What the exercise asks.
Give the records below again exactly, and exclude each picture.

----

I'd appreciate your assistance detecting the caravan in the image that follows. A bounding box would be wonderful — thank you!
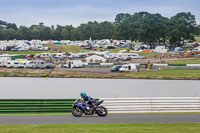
[0,60,4,67]
[64,60,83,68]
[32,60,55,69]
[6,60,14,68]
[119,64,137,72]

----

Completed exercise.
I'd appreciate your assistance detecting the caravan in the image that follows. A bounding box would be wonderful — thank you!
[0,60,4,67]
[64,60,83,68]
[32,60,55,69]
[6,60,14,68]
[119,64,137,72]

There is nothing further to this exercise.